(Location labeling records)
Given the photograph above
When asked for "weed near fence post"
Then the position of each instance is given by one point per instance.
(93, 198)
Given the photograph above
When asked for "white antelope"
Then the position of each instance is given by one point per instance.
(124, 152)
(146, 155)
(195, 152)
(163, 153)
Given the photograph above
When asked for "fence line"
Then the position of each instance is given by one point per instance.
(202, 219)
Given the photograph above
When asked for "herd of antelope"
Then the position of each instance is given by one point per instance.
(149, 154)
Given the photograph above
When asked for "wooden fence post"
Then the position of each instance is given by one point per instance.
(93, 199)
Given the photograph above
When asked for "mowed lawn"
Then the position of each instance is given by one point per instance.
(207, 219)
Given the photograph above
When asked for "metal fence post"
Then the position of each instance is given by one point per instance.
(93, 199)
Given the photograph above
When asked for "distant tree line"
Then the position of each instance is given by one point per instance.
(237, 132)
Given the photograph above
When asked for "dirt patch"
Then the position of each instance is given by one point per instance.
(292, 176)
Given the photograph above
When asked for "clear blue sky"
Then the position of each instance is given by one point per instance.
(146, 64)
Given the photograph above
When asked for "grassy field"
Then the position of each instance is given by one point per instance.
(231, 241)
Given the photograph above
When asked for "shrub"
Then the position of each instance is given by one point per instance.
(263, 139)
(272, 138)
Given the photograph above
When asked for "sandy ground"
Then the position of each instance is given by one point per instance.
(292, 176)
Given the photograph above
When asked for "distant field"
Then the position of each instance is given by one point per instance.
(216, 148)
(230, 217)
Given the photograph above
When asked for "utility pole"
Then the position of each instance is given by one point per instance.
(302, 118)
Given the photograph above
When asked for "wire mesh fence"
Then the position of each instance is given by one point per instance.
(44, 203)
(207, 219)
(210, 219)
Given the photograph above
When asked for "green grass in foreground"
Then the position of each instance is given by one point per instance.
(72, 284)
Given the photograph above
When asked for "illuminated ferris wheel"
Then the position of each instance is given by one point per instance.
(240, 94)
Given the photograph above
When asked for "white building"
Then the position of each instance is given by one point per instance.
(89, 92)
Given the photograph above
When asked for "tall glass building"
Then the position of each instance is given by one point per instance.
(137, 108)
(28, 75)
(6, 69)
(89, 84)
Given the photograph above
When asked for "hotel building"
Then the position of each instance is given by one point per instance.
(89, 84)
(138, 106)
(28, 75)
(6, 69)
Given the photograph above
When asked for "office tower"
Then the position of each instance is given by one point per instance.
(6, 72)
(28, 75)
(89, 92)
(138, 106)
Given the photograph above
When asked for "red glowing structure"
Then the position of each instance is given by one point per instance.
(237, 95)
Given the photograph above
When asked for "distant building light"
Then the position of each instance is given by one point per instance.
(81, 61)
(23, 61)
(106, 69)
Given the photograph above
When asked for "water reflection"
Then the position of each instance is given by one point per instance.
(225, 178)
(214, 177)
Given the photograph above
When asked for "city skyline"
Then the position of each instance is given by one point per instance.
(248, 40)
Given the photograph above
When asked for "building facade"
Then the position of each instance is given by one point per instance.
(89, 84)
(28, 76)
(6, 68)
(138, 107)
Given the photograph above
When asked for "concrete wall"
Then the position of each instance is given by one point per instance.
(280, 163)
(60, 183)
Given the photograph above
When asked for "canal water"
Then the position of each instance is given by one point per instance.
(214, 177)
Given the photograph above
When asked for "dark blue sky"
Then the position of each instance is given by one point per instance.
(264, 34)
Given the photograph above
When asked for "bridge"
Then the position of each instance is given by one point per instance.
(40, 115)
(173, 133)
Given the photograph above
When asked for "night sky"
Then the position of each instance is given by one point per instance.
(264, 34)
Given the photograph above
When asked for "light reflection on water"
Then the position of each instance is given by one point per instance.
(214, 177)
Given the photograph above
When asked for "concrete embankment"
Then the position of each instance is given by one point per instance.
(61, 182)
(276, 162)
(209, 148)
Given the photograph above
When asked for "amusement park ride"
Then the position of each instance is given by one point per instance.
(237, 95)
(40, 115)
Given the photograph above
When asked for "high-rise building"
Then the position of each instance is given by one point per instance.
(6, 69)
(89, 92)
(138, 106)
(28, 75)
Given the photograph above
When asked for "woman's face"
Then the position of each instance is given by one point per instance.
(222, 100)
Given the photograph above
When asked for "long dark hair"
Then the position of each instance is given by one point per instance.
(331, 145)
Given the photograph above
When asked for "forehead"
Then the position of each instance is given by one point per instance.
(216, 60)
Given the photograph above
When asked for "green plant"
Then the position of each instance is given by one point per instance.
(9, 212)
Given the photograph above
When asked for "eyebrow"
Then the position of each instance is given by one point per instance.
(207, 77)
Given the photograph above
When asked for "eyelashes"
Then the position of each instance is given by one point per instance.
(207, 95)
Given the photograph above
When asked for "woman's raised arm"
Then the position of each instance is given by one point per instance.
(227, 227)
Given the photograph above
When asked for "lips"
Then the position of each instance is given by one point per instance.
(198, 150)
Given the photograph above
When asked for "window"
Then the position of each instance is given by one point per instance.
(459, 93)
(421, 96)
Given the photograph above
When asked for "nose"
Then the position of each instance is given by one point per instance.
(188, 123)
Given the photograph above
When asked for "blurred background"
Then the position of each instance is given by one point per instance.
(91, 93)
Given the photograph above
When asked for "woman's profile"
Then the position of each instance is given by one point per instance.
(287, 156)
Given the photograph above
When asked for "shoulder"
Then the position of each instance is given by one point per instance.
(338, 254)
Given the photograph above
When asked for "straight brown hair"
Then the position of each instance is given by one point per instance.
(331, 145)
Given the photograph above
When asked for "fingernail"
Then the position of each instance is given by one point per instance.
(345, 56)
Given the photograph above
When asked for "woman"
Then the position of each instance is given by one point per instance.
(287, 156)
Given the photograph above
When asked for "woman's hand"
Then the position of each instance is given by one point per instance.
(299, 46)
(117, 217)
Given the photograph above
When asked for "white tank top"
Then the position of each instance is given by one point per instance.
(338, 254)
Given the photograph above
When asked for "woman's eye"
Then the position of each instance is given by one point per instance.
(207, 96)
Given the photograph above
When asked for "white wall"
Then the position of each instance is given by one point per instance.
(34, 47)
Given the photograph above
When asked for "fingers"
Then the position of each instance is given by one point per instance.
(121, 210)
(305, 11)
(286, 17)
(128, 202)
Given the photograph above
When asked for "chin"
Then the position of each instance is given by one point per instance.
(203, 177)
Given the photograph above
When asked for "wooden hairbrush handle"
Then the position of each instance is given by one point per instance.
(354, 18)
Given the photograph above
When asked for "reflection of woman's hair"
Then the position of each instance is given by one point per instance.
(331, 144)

Objective =>
Transcribe the whole listing with nothing added or left out.

Complete output =>
Given the photograph above
When asked for "weed near fence post"
Then the position of each instance is given by one point per instance.
(93, 198)
Given the photograph above
When asked for "white antelope"
Then the position of each instance is given by one point per instance.
(124, 152)
(146, 155)
(195, 152)
(163, 153)
Given the photograph above
When asked for "fence line"
Then the position of each instance is given by one point per instance.
(202, 219)
Given the photograph above
When asked for "herd of antelope"
Then the position of each instance is given by one point per instance.
(149, 154)
Given the photograph above
When asked for "wooden fence post"
Then the position of each instance is given by one point per instance.
(93, 199)
Given the photograph above
When asked for "mowed lawn"
Then the position of each instance is given by one point per instance.
(207, 219)
Given the photograph above
When asked for "metal fence post"
Then the position of each instance is given by one point per instance.
(93, 199)
Given the photograph above
When asked for "distant tree line"
Then the position of each instance is given by one point per instance.
(237, 132)
Given the photograph above
When asked for "dirt patch"
Then the position of each instance is given by one point per instance.
(292, 176)
Given the photograph above
When asked for "clear blue sky"
Then the position of each instance is given by one point per instance.
(146, 64)
Given the photograph above
When asked for "grassy field"
Then the position of each instance is given by one point per instance.
(231, 241)
Given the photograph above
When asked for "shrub"
Then the position of each instance is given by one point per instance.
(263, 139)
(272, 138)
Given the photograph above
When asked for "sandy ground"
Then the position of each instance is given by one point per instance.
(292, 176)
Given the photograph above
When asked for "distant field"
Then the position of each instance is given by one point per instance.
(216, 148)
(230, 217)
Given the photograph above
When asked for "utility pole"
Then the position of each instance is given by one point per instance.
(302, 118)
Given the photograph above
When asked for "wire mesh fence"
Then the position of each instance is given by one point per instance.
(44, 203)
(207, 219)
(210, 219)
Given the photograph above
When asked for "green grass in foreground"
Then the position of each instance is given by one point per instance.
(72, 284)
Given the photograph above
When asked for "illuminated ferris wheel"
Then the position of each instance is given by one point per instance.
(240, 94)
Given the photograph above
When asked for "white building"
Then the position of each instance is given by one point per instance.
(89, 92)
Given the photograph above
When asked for "tall glass building"
Then the position of each instance is given by one point per instance.
(137, 108)
(28, 75)
(6, 69)
(89, 84)
Given the photograph above
When asked for "hotel building"
Then the position of each instance is given by one point per instance.
(89, 84)
(138, 106)
(28, 75)
(6, 69)
Given the photograph above
When asked for "office tower"
Then the position of each instance is given by one point per instance.
(6, 72)
(28, 75)
(89, 92)
(138, 106)
Given the photograph above
When asked for "red glowing structure"
Then the position of each instance is given by one point per instance.
(237, 95)
Given the photograph above
When asked for "distant building light"
Then the position of each instance is given by one point per instance.
(81, 61)
(23, 61)
(106, 69)
Given the photograph above
When asked for "water reflection"
Then the position of each instance is given by one point per instance.
(225, 178)
(214, 177)
Given the photograph above
When asked for "city skyline"
Then the position of each instance is given by one point per instance.
(248, 40)
Given the photograph above
When asked for "building facade"
Then the position of each instance is given by one point per instance.
(89, 84)
(28, 76)
(6, 68)
(138, 107)
Given the photograph above
When asked for "concrete wall"
Then the position of each instance is given by one point per instance.
(280, 163)
(60, 183)
Given the photograph above
When asked for "canal water"
Then the position of each instance is given by one point per instance.
(214, 177)
Given the photograph above
When asked for "dark blue sky"
Then the position of each instance is given by one point per instance.
(264, 34)
Given the photograph above
When asked for "bridge"
Then the position of each instance is given by one point per instance.
(40, 115)
(173, 133)
Given the photograph above
When asked for "night sky"
Then the position of each instance is given by one point per instance.
(264, 34)
Given the photograph above
When asked for "light reflection on water"
Then the position of each instance is given by one point per instance.
(214, 177)
Given the photograph above
When asked for "concrete embankment"
Then the position of each instance is given by one point per instance.
(61, 182)
(276, 162)
(209, 148)
Given the photograph above
When asked for "amusement park ride"
Then the position of each instance is given by one point per instance.
(237, 95)
(40, 115)
Given the photograph above
When asked for "high-rise building"
Then the position of each instance is given by one point per instance.
(6, 69)
(89, 92)
(138, 106)
(28, 75)
Given the photograph above
When asked for "woman's face"
Then the position of each instance is given by one point per instance.
(222, 100)
Given the photograph above
When asked for "long dark hair"
Then the position of each instance is given by one point per instance.
(331, 145)
Given the photograph above
When asked for "forehead"
Then the position of each instance is given by one point per instance.
(216, 60)
Given the photograph above
When asked for "green plant"
Then the position of each instance is given by one point per instance.
(9, 212)
Given the photograph above
When asked for "eyebrow"
Then the position of each instance is given by one point per instance.
(207, 77)
Given the photograph above
When asked for "eyelashes"
Then the position of each instance is given by one point per instance.
(207, 95)
Given the photograph above
When asked for "woman's raised arm"
Then the position of each instance is given by one point per instance.
(227, 227)
Given the photograph above
When asked for "lips"
Then the position of each instance is given by one point per instance.
(198, 150)
Given the photograph above
When asked for "window"
Then the position of each instance is given by one point per instance.
(459, 93)
(421, 96)
Given the photograph above
When asked for "nose"
Then the position of each instance is given by one point per instance.
(188, 123)
Given the photograph above
When asked for "blurred background"
Then the position of each instance is given by one point per instance.
(91, 93)
Given the photograph above
When asked for "woman's profile"
Then the position of each instance is given by one point per instance.
(287, 156)
Given the photograph above
When asked for "shoulder"
Then the position of each instance is given by one point per instance.
(338, 254)
Given the photograph above
When asked for "straight brown hair"
Then the position of each instance is given by one point per instance.
(331, 145)
Given the photograph above
When asked for "fingernail"
Then the position of each instance is given by one point per instance.
(345, 56)
Given the photograph above
When asked for "woman"
Then the position of each instance is given by one point per instance.
(287, 156)
Given the photograph above
When asked for "woman's hand"
Then the position of each instance is given by one point per instance.
(299, 46)
(117, 217)
Given the photograph above
When asked for "white tank top"
Then the position of each instance is given by one point per instance.
(338, 254)
Given the photograph above
When asked for "woman's eye"
Then the position of each instance is given by one point per instance.
(207, 96)
Given the photograph above
When asked for "white wall"
Then the position of each instance is given by one point per instance.
(34, 47)
Given the photograph above
When asked for "fingers"
Then the position of each instance is given by one point per instance.
(121, 210)
(305, 11)
(286, 17)
(128, 202)
Given the photograph above
When asked for "chin"
Then the position of each instance is given by one point per instance.
(203, 177)
Given the photograph above
When asked for "wooden hairbrush handle"
Then the position of each instance is given by one point per instance.
(354, 18)
Given the photograph above
When asked for "reflection of woman's hair"
Then the position of each instance is given by one point per instance.
(331, 144)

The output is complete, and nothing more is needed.